══ SUPPLIED MATERIAL ══
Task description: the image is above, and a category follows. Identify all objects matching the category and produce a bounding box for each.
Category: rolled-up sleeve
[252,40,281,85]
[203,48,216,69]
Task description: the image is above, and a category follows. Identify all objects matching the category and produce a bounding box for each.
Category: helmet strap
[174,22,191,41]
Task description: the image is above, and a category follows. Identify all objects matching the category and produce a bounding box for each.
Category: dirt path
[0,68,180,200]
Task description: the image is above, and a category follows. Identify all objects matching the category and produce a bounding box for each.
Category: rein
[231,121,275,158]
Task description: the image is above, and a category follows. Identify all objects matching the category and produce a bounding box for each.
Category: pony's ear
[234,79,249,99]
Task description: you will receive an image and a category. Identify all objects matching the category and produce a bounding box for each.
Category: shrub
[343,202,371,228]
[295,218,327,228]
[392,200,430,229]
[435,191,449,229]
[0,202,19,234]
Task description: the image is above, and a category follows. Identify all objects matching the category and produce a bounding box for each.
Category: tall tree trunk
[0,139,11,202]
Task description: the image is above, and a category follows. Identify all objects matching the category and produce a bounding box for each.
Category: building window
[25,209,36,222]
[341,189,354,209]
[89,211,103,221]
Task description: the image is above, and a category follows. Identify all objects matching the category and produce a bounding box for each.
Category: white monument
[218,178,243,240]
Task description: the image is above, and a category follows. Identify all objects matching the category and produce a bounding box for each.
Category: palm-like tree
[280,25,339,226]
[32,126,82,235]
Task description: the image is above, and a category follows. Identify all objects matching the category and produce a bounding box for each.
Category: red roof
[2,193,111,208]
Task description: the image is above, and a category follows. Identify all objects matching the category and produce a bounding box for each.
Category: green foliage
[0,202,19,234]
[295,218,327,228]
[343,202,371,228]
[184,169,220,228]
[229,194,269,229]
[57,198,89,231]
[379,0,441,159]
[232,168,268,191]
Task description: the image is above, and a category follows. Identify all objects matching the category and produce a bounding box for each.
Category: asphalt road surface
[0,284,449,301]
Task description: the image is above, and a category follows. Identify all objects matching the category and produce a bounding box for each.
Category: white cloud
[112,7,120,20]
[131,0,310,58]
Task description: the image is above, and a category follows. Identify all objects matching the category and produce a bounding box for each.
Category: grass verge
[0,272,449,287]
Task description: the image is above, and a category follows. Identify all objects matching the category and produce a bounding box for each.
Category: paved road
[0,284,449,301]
═══
__WORK TO BE COMPLETED__. Give every line of the rows above as a JSON list of strings, one string per line, skipping blank lines.

__TASK SOLUTION__.
[
  "Task description: the image is above, and a category follows. Identify all objects matching the category and produce a bounding box for each.",
  "Category: rolled-up sleeve",
  "[252,40,281,85]",
  "[203,48,216,69]",
  "Task description: the image is above, and a category follows. Identify all objects matching the category and produce a bounding box for each.",
  "Category: helmet strap",
  "[174,22,191,41]",
  "Task description: the image is above, and a category follows. Identify all objects matching the category and produce a bounding box for each.",
  "Category: dirt path",
  "[0,68,180,200]",
  "Task description: the image is above, and a category follows. Identify all objects matching the category and produce a bounding box for each.",
  "Category: rein",
  "[231,121,275,158]",
  "Task description: the image is above, and a category follows. Identify all objects matching the category and produce a bounding box for each.",
  "Category: pony's ear",
  "[234,79,249,99]",
  "Task description: you will receive an image and a category. Identify all objects matching the category and produce a bounding box for each.",
  "Category: shrub",
  "[343,202,371,228]",
  "[295,218,327,228]",
  "[392,200,430,229]",
  "[435,191,449,229]",
  "[0,202,19,234]",
  "Task description: the image is above, and a category follows. Identify all objects matching the category and produce a bounding box for each.",
  "Category: tall tree trunk",
  "[0,139,11,202]",
  "Task description: the image is above, and a category follows. Identify all objects matching the category and produce a bounding box for each.",
  "Category: building window",
  "[25,209,36,222]",
  "[341,189,354,209]",
  "[89,211,103,221]",
  "Task description: the image is above, and a category follows. Identify all objects matching the category and produce a bounding box for each.",
  "Category: white monument",
  "[218,178,243,240]",
  "Task description: the image is above, and a category follows. Identify all objects matching the category and produce a bounding box for each.",
  "Category: palm-like tree",
  "[280,25,339,226]",
  "[32,126,82,235]",
  "Task description: the image is above, and a category follows. Identify all objects matching the category and produce a bounding box for each.",
  "Category: red roof",
  "[2,193,111,208]",
  "Task description: the image is above, and a category follows. Identify all objects matching the category and produce a bounding box for each.",
  "Category: green foliage",
  "[0,202,19,234]",
  "[295,218,327,228]",
  "[343,202,371,228]",
  "[184,169,220,228]",
  "[229,194,269,229]",
  "[57,198,89,231]",
  "[379,0,441,159]",
  "[232,168,268,191]",
  "Task description: the image is above, and a category follows. Identify all objects matching the category and produce a bounding box for each.",
  "Category: asphalt road surface",
  "[0,284,449,301]",
  "Task description: the image is above, and a category follows. Identify all objects matching the category and produce a bounding box for each.",
  "Category: white cloud",
  "[112,7,120,20]",
  "[131,0,310,58]",
  "Task description: the image is above, and a category follows. Identify all objects matching the category and produce a bounding box for each.",
  "Category: grass verge",
  "[0,272,449,287]",
  "Task description: the image is above, and a category follows. Identify all objects matching the category and produce a bounding box for each.",
  "Category: paved road",
  "[0,284,449,301]"
]